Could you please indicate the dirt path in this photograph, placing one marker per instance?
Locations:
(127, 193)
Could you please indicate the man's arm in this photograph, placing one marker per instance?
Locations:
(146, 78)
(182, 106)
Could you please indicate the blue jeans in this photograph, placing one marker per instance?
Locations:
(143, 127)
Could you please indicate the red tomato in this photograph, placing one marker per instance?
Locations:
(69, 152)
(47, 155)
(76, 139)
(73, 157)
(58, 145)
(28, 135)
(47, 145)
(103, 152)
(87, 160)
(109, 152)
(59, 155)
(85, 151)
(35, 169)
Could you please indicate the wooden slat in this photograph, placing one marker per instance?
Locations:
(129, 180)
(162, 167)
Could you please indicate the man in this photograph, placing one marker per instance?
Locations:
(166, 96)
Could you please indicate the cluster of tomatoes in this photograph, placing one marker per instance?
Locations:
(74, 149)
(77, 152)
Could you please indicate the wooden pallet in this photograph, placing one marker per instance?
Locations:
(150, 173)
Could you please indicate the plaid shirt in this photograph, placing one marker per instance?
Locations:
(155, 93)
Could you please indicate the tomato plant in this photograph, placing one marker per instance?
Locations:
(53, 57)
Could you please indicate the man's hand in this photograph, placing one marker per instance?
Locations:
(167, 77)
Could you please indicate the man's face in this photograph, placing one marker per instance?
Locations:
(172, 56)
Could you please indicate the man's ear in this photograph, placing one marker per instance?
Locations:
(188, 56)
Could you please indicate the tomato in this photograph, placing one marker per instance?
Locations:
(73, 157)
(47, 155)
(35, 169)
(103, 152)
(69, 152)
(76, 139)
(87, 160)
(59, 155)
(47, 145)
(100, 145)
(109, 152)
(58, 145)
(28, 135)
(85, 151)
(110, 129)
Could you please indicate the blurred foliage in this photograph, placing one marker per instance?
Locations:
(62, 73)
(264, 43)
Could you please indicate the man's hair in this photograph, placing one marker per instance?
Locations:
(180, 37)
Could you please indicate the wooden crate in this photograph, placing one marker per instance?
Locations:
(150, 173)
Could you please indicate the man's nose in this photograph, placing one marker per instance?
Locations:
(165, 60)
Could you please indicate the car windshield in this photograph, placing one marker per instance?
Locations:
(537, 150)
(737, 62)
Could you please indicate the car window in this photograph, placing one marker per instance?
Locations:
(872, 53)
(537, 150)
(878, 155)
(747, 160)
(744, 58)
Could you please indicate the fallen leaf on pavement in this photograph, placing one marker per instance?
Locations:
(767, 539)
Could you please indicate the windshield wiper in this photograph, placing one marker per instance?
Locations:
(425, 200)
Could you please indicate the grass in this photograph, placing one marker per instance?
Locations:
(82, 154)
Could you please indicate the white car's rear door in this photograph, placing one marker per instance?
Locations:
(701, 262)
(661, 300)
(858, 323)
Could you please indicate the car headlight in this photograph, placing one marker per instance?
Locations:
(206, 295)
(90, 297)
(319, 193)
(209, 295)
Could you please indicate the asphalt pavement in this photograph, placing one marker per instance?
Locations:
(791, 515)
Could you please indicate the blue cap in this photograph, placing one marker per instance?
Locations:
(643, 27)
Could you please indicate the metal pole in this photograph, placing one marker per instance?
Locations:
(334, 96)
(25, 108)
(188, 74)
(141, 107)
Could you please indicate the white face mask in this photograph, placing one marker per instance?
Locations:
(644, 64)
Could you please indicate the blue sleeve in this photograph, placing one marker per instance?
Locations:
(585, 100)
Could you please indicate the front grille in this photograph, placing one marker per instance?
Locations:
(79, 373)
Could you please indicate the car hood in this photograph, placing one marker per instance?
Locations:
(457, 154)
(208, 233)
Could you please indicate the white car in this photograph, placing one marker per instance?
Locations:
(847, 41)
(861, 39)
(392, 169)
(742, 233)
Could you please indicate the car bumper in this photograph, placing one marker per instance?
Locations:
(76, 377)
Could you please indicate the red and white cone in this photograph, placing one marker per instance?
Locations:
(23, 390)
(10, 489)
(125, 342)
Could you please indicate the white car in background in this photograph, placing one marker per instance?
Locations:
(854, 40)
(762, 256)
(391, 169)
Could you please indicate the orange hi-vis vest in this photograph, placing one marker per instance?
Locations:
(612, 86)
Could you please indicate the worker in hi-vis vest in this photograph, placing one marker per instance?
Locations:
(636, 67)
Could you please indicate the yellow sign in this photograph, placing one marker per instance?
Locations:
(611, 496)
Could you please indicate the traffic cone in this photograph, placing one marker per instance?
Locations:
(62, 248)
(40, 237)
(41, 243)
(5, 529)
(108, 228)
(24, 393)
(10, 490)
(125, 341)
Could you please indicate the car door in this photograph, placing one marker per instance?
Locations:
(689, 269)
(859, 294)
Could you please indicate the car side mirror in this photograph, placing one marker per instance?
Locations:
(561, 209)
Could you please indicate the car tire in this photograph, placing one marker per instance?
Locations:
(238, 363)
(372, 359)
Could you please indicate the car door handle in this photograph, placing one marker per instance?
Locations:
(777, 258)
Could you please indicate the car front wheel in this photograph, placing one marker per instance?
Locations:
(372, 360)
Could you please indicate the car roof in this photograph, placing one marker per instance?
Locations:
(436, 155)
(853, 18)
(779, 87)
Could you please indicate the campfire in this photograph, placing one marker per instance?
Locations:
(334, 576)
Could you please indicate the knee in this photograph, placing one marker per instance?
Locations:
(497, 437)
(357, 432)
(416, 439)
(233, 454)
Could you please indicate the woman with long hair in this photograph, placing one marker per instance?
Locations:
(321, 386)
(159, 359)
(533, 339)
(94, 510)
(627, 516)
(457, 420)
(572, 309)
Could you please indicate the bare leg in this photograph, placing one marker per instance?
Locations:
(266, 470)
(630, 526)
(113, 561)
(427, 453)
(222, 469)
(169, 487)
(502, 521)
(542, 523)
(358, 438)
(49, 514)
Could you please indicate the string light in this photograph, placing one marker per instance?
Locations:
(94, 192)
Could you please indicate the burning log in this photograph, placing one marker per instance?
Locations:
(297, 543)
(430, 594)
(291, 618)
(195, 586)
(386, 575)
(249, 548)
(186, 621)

========

Your objective →
What is needed here is an exact copy of all the entries.

Output for this task →
Could you please indicate the dirt path in this photograph, placing one marker per instance?
Locations:
(127, 193)
Could you please indicate the man's arm in this photograph, placing one marker per instance?
Locations:
(146, 78)
(182, 106)
Could you please indicate the blue jeans in this photograph, placing one marker per instance?
Locations:
(143, 127)
Could you please indicate the red tomato in this photograph, placing one marker per instance?
Locations:
(69, 152)
(47, 155)
(76, 139)
(73, 157)
(58, 145)
(28, 135)
(47, 145)
(103, 152)
(87, 160)
(109, 152)
(59, 155)
(85, 151)
(35, 169)
Could you please indicate the wooden slat in this photograph, placing one marker per instance?
Locations:
(129, 180)
(162, 167)
Could you please indicate the man in this photograph, placing one marker per instance?
Locations:
(166, 96)
Could you please indicate the cluster of tomatoes in this photograph, placing one marker per instance?
Locations:
(74, 149)
(77, 152)
Could you please indicate the wooden pallet in this photograph, placing one marker per instance?
Locations:
(150, 173)
Could you please indicate the plaid shirt in this photograph, placing one marker per instance?
Locations:
(155, 93)
Could you please indicate the tomato plant in this photograph, placing one marker per instance?
Locations:
(53, 57)
Could you please indicate the man's hand in this photograph, placing one marker per instance?
Locations:
(167, 77)
Could you please indicate the man's face in this photograph, placing one marker per instance?
Locations:
(172, 56)
Could you please indicate the man's ear in this photograph, placing one marker per instance?
Locations:
(188, 56)
Could you please indicate the tomato in this photograph, placing one marker per instance?
Locations:
(73, 157)
(47, 155)
(35, 169)
(103, 152)
(69, 152)
(76, 139)
(87, 160)
(59, 155)
(47, 145)
(100, 145)
(109, 152)
(58, 145)
(28, 135)
(85, 151)
(110, 129)
Could you please indicate the blurred foliage in this photograph, placing one marker per instance?
Locations:
(62, 73)
(264, 43)
Could you please indicate the man's hair in this photograph, placing one marker per instance?
Locations:
(180, 37)
Could you please indicate the wooden crate in this photograph, placing one marker per instance?
Locations:
(150, 173)
Could you please indicate the man's nose in this photograph, placing one marker per instance?
Locations:
(165, 60)
Could you please indicate the car windshield in this photograph, placing one marker per instance?
Locations:
(537, 150)
(737, 62)
Could you please indicate the car window in this photograph, placing one marker per instance?
Locations:
(872, 53)
(537, 150)
(878, 155)
(747, 160)
(744, 58)
Could you please indicate the fallen leaf on pavement in this photograph, placing one marker per instance?
Locations:
(767, 539)
Could you please indicate the windshield wiper in this photograph, placing one marker per instance?
Locations:
(425, 200)
Could you please indicate the grass in this photograph, placing one marker per instance?
Locations:
(82, 154)
Could you please indicate the white car's rear door in this photograph, placing one marker per instance?
Locations:
(701, 262)
(661, 300)
(858, 323)
Could you please indicate the car headlight in this photograph, placing one marker per instance?
Locations:
(206, 295)
(90, 297)
(319, 193)
(209, 295)
Could you please indicate the asphalt pavement in this photograph, placing one marker per instance?
Locations:
(791, 515)
Could you please indicate the blue cap in this photograph, placing one marker per instance?
Locations:
(643, 27)
Could you please indicate the metal pole in this photograph, placing one marker per instance?
Locations:
(334, 96)
(25, 108)
(188, 74)
(141, 107)
Could you please indicate the white face mask in this photograph, placing one marker per instance?
Locations:
(644, 64)
Could you please indicate the blue sleeve in this photograph, placing one marker per instance?
Locations:
(585, 100)
Could you please indicate the front grille in this photograph, placing one marker per instance?
Locations:
(79, 373)
Could you please indicate the car hood in this photograph, placing one marker per instance?
Locations:
(457, 154)
(208, 233)
Could you please indicate the white car in this photograph, placing one marker per instance?
Locations:
(847, 41)
(861, 39)
(392, 169)
(742, 233)
Could you please indicate the car bumper in this photograph, placing one marker per instance?
Locations:
(76, 377)
Could you please indicate the red and white cone in this photograph, placing one marker per instance?
Locations:
(23, 390)
(10, 489)
(125, 342)
Could you please indicate the white car in background in this photograph, placing one marker per instance?
Locations:
(854, 40)
(762, 256)
(391, 169)
Could you please indicate the orange hi-vis vest in this photograph, placing one marker per instance?
Locations:
(612, 86)
Could you please indicate the worker in hi-vis vest in this photograph, placing one marker per instance?
Locations:
(636, 67)
Could you please indicate the yellow sign in this photograph, placing one marker per instance?
Locations:
(611, 496)
Could you please indicate the traffic cone in this photograph, placing one marker per instance?
Locations:
(62, 248)
(40, 237)
(41, 243)
(5, 529)
(108, 228)
(24, 393)
(10, 490)
(125, 341)
Could you please indicate the car door in this photograph, placing one marker per instance?
Locations:
(689, 269)
(859, 294)
Could you please indicate the car side mirror in this photograph, placing one marker per instance?
Locations:
(561, 209)
Could you please indicate the car tire in this photograph, placing one marker per instance?
Locations:
(238, 363)
(372, 359)
Could you please indicate the car door handle in this photograph, placing one marker per instance?
Locations:
(777, 258)
Could you please indicate the car front wheel in this photograph, placing one marker per instance?
Locations:
(372, 360)
Could you please indicate the car roof in this photograph, placing one marker per instance?
Locations:
(436, 155)
(853, 18)
(779, 87)
Could you please indicate the campfire in this photograph, placing one marker per instance?
Locations:
(334, 576)
Could you please indicate the knee in this photograph, placing one marker per instance?
Locations:
(497, 437)
(357, 432)
(416, 439)
(233, 454)
Could you please indicate the woman with long hair in this photograph, placing one marker per instance?
Locations:
(321, 386)
(159, 359)
(533, 339)
(94, 510)
(627, 516)
(457, 420)
(572, 309)
Could you please indicate the bare leg in this photograph, placing one marker per instance?
Locations:
(266, 470)
(630, 526)
(113, 561)
(427, 453)
(222, 469)
(169, 487)
(502, 521)
(542, 523)
(358, 438)
(49, 514)
Could you please indicate the string light in this photograph, placing one marker per instance?
Locations:
(94, 192)
Could you please indicate the burning log in this photograph, placing one marker per instance?
Locations:
(297, 543)
(430, 594)
(291, 618)
(195, 586)
(386, 575)
(249, 548)
(186, 621)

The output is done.